:: REQUIREMENTS ::
Revise the listing lines starting with the one containing "Where can the white t-shirt" and going on through the one containing "<point>549,178</point>", replacing "white t-shirt" with "gray t-shirt" and leaving everything else in them unchanged. Give only those revised lines.

:: GIVEN RECORDS ::
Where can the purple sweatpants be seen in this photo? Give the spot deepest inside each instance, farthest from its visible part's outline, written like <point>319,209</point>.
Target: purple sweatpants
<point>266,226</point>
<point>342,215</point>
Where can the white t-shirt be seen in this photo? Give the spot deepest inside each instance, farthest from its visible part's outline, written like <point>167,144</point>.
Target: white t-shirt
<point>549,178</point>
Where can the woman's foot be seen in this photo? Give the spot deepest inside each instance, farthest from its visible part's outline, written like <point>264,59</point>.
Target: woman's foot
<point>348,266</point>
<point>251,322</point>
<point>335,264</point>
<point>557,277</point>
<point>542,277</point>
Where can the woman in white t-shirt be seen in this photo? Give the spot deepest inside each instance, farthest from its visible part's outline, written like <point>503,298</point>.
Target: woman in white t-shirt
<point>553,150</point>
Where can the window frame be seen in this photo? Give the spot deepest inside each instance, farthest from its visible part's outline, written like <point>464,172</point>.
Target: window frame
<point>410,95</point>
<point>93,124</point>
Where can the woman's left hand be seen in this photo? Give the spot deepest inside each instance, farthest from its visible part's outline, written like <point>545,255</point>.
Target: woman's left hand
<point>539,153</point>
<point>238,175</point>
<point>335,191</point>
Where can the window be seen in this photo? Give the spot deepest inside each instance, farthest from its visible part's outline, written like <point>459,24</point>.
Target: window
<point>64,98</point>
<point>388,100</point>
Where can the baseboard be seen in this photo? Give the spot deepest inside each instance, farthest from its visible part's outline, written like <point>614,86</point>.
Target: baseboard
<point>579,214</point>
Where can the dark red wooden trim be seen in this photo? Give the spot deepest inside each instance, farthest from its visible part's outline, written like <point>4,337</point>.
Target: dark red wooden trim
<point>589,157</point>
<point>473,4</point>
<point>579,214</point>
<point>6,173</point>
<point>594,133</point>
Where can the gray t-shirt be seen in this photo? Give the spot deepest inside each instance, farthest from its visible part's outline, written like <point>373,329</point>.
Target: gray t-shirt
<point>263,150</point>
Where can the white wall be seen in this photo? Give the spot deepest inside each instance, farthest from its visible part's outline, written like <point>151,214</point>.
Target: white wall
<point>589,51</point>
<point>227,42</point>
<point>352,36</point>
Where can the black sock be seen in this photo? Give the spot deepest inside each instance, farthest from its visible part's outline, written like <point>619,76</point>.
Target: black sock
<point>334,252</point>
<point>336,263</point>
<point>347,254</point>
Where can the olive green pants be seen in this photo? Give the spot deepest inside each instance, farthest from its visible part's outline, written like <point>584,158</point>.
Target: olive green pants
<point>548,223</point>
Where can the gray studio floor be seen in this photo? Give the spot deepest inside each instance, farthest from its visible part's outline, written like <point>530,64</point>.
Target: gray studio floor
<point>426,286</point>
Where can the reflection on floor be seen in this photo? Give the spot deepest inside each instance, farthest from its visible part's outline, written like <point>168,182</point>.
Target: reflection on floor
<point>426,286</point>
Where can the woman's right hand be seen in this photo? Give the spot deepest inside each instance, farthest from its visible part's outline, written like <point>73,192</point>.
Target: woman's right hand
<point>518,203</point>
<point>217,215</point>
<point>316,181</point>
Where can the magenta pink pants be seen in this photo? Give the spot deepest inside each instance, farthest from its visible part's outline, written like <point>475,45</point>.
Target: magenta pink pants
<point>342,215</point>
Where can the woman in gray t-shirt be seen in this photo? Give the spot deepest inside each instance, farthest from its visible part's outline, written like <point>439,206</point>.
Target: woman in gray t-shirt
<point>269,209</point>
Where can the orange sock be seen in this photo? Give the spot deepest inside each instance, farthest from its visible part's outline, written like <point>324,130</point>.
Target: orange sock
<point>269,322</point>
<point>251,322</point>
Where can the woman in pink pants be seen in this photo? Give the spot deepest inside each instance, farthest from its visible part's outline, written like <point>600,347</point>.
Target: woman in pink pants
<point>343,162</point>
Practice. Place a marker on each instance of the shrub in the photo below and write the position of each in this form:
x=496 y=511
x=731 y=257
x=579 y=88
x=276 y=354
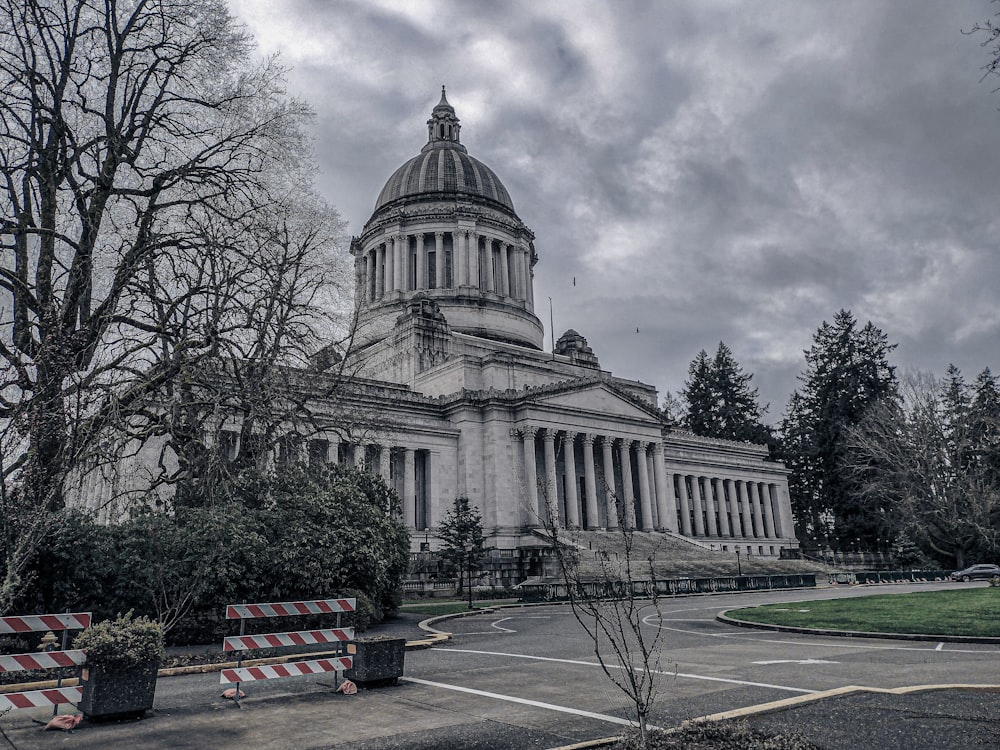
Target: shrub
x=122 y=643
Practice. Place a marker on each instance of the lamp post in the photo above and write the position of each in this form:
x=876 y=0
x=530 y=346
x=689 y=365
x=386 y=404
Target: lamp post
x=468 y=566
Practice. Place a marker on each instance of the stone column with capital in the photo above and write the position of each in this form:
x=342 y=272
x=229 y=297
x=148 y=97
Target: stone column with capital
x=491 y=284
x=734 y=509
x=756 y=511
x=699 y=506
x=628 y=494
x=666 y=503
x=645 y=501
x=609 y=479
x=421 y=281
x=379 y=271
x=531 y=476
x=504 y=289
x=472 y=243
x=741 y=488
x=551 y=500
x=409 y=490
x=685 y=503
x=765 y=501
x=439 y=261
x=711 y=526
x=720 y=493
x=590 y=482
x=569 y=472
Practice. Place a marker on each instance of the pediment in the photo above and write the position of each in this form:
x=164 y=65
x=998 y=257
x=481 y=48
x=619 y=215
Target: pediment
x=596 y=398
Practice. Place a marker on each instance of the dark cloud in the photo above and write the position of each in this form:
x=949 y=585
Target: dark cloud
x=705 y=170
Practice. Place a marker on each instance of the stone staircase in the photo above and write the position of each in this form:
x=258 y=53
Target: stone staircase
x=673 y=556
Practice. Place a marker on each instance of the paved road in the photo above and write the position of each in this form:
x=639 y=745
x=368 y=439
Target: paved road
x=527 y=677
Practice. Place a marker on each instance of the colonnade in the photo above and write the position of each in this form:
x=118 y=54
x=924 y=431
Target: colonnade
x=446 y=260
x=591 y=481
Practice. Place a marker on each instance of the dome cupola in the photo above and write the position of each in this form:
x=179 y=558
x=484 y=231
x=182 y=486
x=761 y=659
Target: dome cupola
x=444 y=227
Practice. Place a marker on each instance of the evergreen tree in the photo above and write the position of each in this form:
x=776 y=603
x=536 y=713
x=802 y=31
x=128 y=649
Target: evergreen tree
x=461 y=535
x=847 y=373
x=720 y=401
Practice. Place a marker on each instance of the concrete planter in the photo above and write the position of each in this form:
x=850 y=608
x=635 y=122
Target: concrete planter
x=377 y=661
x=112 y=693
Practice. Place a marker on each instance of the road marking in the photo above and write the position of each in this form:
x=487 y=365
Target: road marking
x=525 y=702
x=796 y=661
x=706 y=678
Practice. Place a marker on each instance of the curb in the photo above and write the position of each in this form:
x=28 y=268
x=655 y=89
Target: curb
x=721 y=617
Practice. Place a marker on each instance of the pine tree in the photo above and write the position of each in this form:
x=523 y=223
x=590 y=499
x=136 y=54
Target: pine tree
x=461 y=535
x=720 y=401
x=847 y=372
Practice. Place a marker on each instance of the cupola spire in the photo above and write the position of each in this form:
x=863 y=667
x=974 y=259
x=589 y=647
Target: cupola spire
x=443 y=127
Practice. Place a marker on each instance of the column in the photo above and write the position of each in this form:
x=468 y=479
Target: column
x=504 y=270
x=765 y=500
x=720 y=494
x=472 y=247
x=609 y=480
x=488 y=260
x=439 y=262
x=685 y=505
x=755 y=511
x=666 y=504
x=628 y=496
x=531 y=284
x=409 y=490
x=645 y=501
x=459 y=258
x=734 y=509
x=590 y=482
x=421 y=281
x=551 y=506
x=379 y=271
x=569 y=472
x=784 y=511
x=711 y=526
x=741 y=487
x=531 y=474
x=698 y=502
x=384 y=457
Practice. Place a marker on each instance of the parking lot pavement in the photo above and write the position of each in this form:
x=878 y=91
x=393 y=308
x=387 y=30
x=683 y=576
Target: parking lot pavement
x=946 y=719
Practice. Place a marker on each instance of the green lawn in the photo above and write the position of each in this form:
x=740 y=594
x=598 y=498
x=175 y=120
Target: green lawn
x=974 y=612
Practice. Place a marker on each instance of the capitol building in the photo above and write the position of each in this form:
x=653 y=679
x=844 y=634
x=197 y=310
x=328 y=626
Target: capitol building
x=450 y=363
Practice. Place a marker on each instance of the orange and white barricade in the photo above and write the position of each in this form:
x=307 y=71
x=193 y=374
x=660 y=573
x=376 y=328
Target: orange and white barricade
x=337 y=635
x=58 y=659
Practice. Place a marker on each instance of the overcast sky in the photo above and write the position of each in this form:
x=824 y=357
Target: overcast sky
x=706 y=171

:: TASK OUTPUT ::
Where can the gray t-shirt be seen in this photo? Give the spot deepest inside each instance, farthest from its visible part's outline, written like <point>167,144</point>.
Target: gray t-shirt
<point>549,178</point>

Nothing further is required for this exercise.